Dataset rows
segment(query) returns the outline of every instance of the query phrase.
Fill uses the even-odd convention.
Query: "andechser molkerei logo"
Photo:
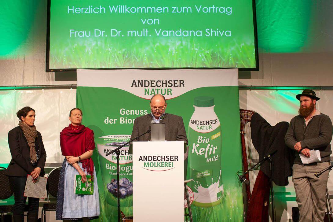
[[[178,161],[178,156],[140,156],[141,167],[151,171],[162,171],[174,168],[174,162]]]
...
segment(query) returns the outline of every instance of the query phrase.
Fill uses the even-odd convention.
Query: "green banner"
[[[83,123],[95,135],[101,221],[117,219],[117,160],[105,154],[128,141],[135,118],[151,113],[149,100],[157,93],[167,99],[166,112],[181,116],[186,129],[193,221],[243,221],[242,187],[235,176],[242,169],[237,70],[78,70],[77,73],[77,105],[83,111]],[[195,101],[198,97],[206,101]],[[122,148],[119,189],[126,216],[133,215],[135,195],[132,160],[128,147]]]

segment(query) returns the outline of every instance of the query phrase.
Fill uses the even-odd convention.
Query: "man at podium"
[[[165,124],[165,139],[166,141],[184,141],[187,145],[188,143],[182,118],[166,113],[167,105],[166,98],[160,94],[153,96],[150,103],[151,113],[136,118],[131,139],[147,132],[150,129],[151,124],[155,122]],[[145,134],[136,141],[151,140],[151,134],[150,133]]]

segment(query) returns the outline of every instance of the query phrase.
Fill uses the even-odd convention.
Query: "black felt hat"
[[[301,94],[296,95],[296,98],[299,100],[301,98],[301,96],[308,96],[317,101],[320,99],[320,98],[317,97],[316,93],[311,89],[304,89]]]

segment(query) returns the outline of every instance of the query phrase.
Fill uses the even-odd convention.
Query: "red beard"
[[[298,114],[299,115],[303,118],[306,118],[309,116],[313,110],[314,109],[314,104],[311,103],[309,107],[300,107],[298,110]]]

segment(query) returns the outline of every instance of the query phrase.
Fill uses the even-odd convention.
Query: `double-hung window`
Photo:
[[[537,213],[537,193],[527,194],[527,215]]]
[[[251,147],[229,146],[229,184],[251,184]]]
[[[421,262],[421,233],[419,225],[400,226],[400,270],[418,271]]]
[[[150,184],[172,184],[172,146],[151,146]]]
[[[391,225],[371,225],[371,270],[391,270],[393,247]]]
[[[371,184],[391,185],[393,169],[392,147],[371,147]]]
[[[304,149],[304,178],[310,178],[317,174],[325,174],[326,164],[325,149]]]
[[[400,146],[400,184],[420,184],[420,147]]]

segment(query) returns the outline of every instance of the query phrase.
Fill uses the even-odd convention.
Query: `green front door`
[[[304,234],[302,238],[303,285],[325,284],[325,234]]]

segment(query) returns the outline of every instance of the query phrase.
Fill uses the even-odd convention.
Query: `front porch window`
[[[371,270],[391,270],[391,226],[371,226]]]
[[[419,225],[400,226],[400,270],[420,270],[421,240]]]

:: Direction ::
Please list each line of the rows above that contains the string "window", treating uppercase and lowercase as different.

:: Finished task ::
Query: `double-hung window`
Query: `front porch window`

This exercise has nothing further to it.